### AIM OF THE TASK:
Answer the following questions using the article about C.J. Conrad's medical clearance.
1. Which cardiologist cleared Conrad, and at what hospital?
2. On what date and in what city will Conrad hold his personal workout?
3. How many NFL teams' tight ends coaches did Conrad meet with at the combine?
DOCUMENT SEGMENT START
C.J. Conrad’s range of emotions over the last three weeks stretched wider than his arms reaching to haul in a wayward throw. Shock, anger, disappointment and fear were the original points on the compass.
The list was transformed Monday when the Keystone graduate met with renowned sports cardiologist Dr. Aaron Baggish at Mass General in Boston. Relief, gratitude, excitement and confidence took center stage.
Conrad was cleared to pursue his dream of playing tight end in the NFL.
“My prayers have been answered!” he tweeted. “I’m back!”
Doctors at the NFL scouting combine in Indianapolis last month detected a potential heart issue during extensive tests and wouldn’t let Conrad work out for general managers, coaches and scouts. The concern was so serious Conrad was told not to train until a final diagnosis despite feeling great the entire time.
“They were able to rule out what put me in danger zone, for a lack of a better term,” Conrad, who played for the University of Kentucky, said Tuesday night by phone. “I do have something. But it’s nothing that will keep me from playing football. It’s something that many athletes have.”
He declined to reveal his condition or the one discarded.
Conrad (6-foot-4½, 249 pounds) was in the best shape of his life when he arrived at the combine, ready to impress and move up draft boards across the league. Then came three days of tests, a crushing ruling and more than two weeks of waiting and wondering.
“Oh, I mean, there’s no doubt — it did scare me,” he said. “But I’m just such a competitive person, such a guy that I was just so optimistic through the whole process that I was going to eventually get cleared, even though maybe my parents thought differently because they’re just being parents and they cared and they’re scared.”
Conrad said the thumbs-up from Baggish confirmed his belief.
“I went and saw the best and I got cleared by the best and that’s why I don’t have any fear in my mind,” he said.
He worked out for the first time in nearly three weeks Tuesday and won’t be ready for the Kentucky pro day Friday. That’s two missed chances to perform in front of NFL talent evaluators, although Friday he’ll talk to teams and hand out the medical clearance forms.
Conrad will play catch-up by holding a personal workout April 8 in Lexington along with teammate Mike Edwards, a safety recovering from a broken thumb. He’s confident a good number of teams will attend and he’ll be back to normal.
“I fully expect to be right where I need to be by April 8, no problem,” he said.
While it was agonizing for Conrad to watch the tight end workouts on TV after he left Indianapolis, the combine wasn’t a complete loss. He met with the tight ends coaches of all 32 NFL teams.
“And it went really well. Really well,” he said. “That was the best part of the combine for me.”
The strong impression was only partial because he wasn’t allowed to step foot on the field.
DOCUMENT SEGMENT END
DATASET SECTION START
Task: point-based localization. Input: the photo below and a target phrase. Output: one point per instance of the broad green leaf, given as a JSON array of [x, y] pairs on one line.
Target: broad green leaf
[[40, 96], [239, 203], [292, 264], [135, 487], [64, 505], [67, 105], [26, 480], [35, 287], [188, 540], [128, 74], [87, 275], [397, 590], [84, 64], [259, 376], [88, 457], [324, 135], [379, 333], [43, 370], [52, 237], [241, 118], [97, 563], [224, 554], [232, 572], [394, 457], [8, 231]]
DATASET SECTION END
### ANSWER BOX:
1. Dr. Aaron Baggish, at Mass General in Boston.
2. April 8, in Lexington.
3. All 32.